GOAL OF THE EXERCISE
Arrange the part of the records below that opens with the line containing "Exercise. Mark the asphalt" and closes with the line containing "point(172, 140)", both included, as a Markdown table with the columns Row and Line. Put a running number in Row and each line in Line, leaving out blank lines.

Entries from a point annotation set

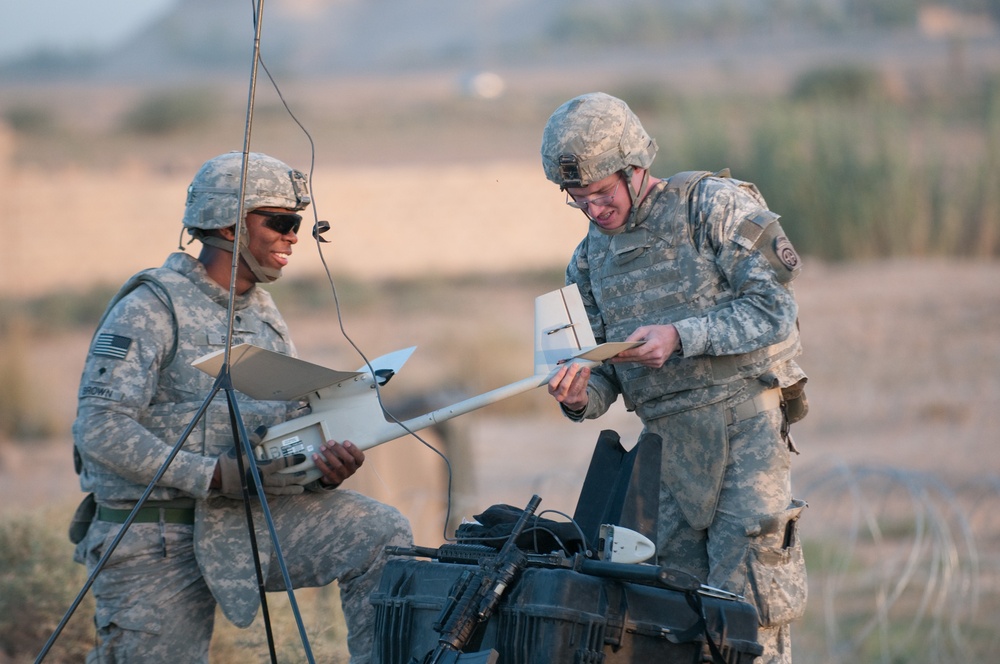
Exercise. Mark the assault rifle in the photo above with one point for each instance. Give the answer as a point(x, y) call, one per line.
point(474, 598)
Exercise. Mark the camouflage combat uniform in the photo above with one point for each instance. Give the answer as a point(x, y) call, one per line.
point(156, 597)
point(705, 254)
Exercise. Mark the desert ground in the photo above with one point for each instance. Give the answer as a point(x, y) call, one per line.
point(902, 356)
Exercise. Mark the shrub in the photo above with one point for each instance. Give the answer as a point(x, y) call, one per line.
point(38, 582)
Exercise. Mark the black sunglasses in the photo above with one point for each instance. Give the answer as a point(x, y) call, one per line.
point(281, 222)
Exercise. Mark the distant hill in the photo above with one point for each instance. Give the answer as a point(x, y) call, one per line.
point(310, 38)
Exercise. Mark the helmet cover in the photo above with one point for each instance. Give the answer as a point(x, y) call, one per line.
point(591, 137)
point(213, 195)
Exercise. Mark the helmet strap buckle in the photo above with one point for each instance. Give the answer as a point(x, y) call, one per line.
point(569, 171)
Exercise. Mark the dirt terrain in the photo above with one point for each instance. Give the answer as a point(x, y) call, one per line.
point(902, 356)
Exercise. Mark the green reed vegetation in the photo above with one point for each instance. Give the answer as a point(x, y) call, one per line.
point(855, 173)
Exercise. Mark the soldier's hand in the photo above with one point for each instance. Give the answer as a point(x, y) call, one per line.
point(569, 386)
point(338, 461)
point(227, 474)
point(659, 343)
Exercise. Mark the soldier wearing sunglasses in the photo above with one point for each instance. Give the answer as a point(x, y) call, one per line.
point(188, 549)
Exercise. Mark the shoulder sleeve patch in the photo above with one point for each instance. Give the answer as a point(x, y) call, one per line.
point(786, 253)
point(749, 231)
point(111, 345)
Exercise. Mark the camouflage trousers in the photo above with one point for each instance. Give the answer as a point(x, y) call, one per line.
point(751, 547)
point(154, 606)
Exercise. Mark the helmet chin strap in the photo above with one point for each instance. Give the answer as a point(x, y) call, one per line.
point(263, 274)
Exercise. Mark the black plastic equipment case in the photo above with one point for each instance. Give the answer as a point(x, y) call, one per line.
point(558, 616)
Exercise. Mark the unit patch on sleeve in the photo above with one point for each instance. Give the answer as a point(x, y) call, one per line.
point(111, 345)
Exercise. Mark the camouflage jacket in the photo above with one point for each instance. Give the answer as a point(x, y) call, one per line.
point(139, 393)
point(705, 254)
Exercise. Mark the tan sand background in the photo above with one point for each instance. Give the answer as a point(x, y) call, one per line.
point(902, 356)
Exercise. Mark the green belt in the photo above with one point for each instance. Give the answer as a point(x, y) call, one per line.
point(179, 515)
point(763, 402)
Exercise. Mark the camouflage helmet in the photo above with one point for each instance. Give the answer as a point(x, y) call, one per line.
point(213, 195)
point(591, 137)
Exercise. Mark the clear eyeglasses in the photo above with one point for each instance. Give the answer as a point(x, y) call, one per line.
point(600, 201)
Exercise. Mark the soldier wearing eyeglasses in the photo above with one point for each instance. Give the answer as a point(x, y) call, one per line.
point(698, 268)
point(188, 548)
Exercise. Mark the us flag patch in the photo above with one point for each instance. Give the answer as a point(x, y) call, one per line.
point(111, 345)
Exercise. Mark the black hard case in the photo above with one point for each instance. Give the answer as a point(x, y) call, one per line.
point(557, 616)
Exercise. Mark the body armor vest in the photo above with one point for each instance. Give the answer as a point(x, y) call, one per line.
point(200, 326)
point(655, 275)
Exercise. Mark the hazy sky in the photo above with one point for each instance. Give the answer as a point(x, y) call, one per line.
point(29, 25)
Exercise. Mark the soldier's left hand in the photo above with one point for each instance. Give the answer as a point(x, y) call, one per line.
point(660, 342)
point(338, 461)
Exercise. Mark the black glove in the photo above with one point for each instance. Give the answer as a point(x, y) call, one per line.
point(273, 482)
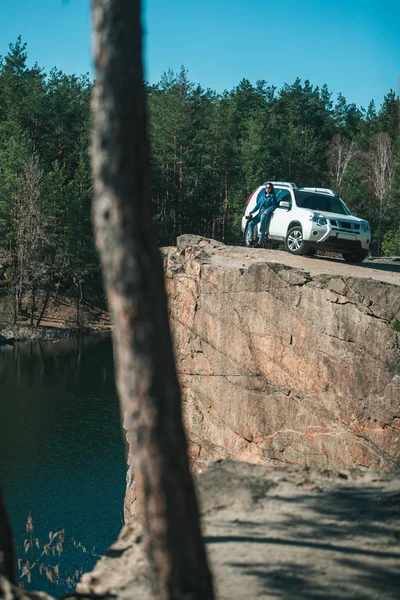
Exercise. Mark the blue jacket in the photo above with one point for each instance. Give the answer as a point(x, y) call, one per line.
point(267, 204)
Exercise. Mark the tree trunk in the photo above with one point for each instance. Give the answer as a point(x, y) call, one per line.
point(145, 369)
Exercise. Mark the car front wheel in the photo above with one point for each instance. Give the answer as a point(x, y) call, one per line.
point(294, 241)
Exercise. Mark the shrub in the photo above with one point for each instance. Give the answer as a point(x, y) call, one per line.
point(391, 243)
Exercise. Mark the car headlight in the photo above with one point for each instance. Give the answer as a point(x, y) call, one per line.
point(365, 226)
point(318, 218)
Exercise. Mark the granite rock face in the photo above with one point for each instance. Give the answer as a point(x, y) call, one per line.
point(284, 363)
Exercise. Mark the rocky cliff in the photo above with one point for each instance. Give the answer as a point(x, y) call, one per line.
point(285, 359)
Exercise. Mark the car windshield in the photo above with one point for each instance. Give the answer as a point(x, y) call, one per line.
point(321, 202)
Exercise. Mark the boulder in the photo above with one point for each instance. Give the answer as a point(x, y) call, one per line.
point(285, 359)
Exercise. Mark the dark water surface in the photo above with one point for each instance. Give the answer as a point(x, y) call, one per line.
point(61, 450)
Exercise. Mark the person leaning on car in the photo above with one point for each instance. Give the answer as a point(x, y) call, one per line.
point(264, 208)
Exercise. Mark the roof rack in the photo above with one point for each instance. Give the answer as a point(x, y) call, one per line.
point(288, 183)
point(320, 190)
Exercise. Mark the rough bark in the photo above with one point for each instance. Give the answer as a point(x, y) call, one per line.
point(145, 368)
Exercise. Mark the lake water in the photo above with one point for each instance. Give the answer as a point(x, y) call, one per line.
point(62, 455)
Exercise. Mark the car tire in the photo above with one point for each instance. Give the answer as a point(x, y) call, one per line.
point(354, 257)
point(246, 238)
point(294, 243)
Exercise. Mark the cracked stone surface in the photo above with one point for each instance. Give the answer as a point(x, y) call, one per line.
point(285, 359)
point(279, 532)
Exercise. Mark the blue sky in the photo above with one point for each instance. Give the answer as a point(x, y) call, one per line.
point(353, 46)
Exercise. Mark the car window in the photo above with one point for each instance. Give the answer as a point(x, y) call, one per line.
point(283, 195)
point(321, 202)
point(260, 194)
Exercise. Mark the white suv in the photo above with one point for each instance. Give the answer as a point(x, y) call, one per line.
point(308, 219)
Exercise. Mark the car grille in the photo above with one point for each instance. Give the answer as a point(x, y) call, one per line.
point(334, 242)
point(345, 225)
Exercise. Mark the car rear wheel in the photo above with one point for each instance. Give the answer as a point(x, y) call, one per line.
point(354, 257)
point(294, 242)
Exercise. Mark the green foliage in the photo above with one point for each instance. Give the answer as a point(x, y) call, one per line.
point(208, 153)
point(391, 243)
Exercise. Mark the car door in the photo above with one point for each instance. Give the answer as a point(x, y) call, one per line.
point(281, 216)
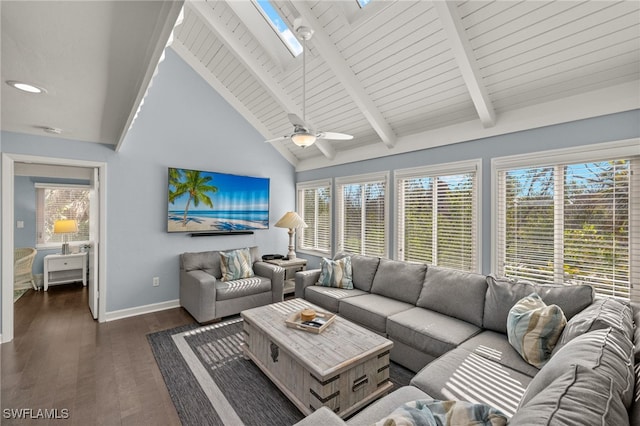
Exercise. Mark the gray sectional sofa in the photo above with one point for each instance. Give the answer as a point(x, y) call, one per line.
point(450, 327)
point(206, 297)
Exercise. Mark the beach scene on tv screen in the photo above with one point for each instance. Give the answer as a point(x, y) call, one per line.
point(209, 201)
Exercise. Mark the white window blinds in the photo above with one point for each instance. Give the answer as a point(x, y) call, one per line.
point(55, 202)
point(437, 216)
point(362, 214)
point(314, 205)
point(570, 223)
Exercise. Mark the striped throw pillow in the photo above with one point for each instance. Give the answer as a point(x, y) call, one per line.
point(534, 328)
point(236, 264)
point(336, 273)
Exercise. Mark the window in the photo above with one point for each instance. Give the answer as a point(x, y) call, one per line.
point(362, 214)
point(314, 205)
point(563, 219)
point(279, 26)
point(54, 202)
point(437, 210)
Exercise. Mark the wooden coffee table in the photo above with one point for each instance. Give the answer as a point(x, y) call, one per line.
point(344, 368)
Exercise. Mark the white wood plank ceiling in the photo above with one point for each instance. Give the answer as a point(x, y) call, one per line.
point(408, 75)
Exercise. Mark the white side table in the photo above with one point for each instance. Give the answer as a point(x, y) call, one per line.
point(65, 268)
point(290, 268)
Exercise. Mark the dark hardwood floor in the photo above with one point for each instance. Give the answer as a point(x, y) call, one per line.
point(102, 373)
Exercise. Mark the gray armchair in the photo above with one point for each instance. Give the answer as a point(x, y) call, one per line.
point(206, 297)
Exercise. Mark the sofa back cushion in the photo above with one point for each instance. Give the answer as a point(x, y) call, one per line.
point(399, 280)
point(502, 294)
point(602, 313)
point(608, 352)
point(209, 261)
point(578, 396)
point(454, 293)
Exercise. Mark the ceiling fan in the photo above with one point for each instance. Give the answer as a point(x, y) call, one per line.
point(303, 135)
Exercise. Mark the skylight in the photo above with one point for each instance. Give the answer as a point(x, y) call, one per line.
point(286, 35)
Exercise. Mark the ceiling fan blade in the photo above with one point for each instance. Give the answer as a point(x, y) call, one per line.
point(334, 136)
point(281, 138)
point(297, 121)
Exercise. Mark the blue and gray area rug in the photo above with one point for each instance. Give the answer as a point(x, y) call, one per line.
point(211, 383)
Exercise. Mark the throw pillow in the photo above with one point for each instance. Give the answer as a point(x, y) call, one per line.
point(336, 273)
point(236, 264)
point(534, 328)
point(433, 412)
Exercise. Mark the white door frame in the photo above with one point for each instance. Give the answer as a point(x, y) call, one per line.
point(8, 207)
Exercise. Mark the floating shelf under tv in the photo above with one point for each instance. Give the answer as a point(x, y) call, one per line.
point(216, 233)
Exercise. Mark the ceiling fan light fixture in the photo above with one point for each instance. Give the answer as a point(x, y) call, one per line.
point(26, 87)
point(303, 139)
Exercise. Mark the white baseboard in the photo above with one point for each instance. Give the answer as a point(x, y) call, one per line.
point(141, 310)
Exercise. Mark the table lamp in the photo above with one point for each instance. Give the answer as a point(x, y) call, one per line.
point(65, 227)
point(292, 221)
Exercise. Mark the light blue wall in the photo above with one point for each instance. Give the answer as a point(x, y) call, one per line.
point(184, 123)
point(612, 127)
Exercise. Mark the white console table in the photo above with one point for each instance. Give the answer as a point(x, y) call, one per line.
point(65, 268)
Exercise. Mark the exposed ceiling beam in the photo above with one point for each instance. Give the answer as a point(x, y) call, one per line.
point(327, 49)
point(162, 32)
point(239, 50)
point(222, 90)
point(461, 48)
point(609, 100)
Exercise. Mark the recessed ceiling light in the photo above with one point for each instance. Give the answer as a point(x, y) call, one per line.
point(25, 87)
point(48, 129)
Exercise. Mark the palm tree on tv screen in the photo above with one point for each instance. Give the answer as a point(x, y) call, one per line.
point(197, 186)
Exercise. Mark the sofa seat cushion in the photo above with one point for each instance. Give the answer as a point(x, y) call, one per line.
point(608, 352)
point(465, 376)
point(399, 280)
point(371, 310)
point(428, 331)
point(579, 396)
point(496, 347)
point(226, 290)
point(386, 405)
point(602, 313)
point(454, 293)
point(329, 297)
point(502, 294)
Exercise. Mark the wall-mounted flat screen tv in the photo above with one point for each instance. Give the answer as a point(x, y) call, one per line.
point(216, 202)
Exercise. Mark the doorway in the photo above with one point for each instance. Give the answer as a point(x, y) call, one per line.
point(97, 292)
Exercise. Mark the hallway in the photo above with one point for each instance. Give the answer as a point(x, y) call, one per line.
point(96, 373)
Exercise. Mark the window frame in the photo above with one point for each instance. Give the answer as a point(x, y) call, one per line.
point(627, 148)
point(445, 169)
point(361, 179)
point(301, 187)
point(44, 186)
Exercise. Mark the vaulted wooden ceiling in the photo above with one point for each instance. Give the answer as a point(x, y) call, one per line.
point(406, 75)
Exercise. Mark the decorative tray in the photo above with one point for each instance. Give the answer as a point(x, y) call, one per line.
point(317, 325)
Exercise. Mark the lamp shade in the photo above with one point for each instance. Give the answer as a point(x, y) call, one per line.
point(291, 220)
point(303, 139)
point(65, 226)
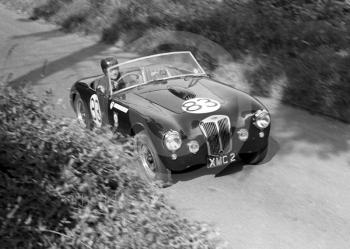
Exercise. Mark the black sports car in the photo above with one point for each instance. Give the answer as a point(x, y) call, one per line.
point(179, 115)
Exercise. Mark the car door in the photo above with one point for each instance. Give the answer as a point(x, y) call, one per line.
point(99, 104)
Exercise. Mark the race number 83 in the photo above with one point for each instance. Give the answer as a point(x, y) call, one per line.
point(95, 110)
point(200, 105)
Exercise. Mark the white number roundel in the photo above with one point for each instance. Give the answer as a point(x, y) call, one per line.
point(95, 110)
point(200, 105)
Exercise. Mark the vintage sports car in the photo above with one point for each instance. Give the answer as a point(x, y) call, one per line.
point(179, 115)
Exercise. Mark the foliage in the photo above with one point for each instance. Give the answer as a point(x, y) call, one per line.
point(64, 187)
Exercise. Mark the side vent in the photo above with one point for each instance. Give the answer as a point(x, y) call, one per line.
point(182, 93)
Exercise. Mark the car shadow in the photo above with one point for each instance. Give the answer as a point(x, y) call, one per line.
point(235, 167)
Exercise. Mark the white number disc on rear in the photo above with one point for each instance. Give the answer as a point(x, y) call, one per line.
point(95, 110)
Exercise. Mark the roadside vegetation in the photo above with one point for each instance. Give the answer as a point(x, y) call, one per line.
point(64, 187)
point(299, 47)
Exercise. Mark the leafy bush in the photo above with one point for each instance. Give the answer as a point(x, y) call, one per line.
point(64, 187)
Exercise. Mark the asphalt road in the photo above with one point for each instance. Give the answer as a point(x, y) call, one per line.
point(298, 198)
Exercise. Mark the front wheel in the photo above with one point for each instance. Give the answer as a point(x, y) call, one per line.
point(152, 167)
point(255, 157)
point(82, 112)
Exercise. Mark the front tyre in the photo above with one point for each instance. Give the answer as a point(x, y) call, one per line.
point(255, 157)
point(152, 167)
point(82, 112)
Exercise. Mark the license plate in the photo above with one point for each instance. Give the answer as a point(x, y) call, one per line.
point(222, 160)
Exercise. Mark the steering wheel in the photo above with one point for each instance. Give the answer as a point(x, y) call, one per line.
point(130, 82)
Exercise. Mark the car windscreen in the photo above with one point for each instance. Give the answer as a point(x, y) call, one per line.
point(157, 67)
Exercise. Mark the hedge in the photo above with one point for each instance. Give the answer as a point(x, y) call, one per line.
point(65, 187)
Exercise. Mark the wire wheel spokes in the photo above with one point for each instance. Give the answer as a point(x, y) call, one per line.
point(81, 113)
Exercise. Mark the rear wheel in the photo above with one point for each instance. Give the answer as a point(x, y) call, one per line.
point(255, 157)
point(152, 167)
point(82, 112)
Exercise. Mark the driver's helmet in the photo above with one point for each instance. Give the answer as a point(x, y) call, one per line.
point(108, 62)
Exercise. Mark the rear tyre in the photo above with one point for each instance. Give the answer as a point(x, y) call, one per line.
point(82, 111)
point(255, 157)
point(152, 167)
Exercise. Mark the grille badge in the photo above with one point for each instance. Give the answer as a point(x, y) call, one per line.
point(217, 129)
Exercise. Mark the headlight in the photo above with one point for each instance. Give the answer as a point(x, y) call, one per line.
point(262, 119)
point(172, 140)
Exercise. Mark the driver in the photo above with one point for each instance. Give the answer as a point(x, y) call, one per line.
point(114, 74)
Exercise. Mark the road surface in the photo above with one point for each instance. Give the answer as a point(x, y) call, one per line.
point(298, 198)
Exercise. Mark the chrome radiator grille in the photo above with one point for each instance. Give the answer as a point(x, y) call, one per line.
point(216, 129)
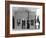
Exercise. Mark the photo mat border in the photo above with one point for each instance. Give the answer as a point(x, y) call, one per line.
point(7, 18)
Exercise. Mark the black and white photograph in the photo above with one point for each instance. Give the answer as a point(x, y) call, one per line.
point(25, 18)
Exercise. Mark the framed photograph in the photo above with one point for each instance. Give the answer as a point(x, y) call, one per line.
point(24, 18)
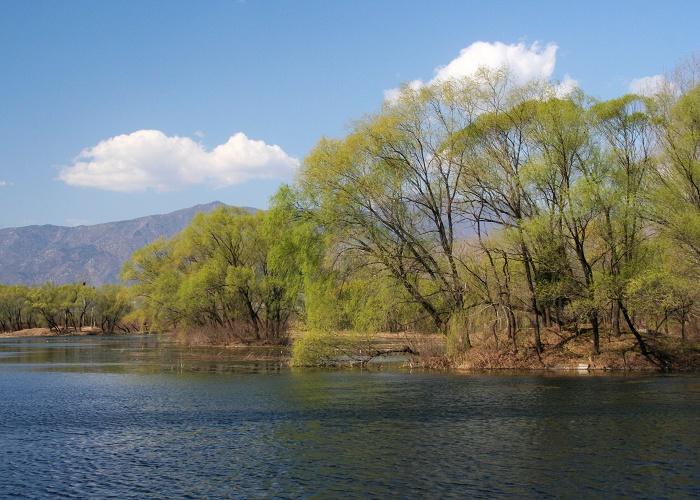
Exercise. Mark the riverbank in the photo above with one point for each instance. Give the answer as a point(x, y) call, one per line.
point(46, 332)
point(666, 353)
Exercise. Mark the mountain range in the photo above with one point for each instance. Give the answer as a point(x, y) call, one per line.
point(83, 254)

CORRECT ANSWER
| Row | Line |
|---|---|
| 1 | Exercise. Mark the asphalt road in the photo above with one point for each instance. Give the answer as a point(x, y) call, one per line. |
| 2 | point(298, 198) |
| 3 | Exercise. Mark the front wheel in the photo above with one point for each instance. Give the answer as a point(x, y) call, one per line. |
| 4 | point(152, 167) |
| 5 | point(255, 157) |
| 6 | point(82, 112) |
| 7 | Exercise. Mark the front tyre in the photo above with one point for each instance. Give the answer as a point(x, y) call, one per line. |
| 8 | point(255, 157) |
| 9 | point(152, 167) |
| 10 | point(82, 112) |
| 11 | Exercise. Mark the license plate in the photo above with one point for each instance. Give the answer as a point(x, y) call, one per line. |
| 12 | point(222, 160) |
| 13 | Exercise. Mark the steering wheel in the photo above with one point for each instance. Give the answer as a point(x, y) call, one per line. |
| 14 | point(130, 82) |
| 15 | Exercise. Mark the car windscreen in the photo above with one point for each instance. Give the answer as a point(x, y) call, one per line. |
| 16 | point(157, 67) |
| 17 | Exercise. Mark the hedge in the photo above with one point for each instance. Give the answer as a point(x, y) call, one per line. |
| 18 | point(65, 187) |
| 19 | Exercise. Mark the wire wheel spokes in the photo above with one point for each instance. Give the answer as a point(x, y) call, one per line. |
| 20 | point(81, 113) |
| 21 | Exercise. Mark the rear wheel in the photo above with one point for each instance. Give the answer as a point(x, y) call, one per line. |
| 22 | point(255, 157) |
| 23 | point(152, 167) |
| 24 | point(82, 112) |
| 25 | Exercise. Mark the driver's helmet in the photo above with one point for each instance. Give the answer as a point(x, y) call, one per line. |
| 26 | point(108, 62) |
| 27 | Exercise. Mark the rear tyre in the photo above with one point for each instance. Give the answer as a point(x, y) call, one per line. |
| 28 | point(82, 111) |
| 29 | point(255, 157) |
| 30 | point(152, 167) |
| 31 | Exercise. Mark the grille badge in the photo above with one point for each instance. Give the answer as a point(x, y) call, one per line. |
| 32 | point(217, 129) |
| 33 | Exercise. Mark the headlight in the photo above with one point for each instance. Give the answer as a point(x, y) call, one per line. |
| 34 | point(262, 119) |
| 35 | point(172, 140) |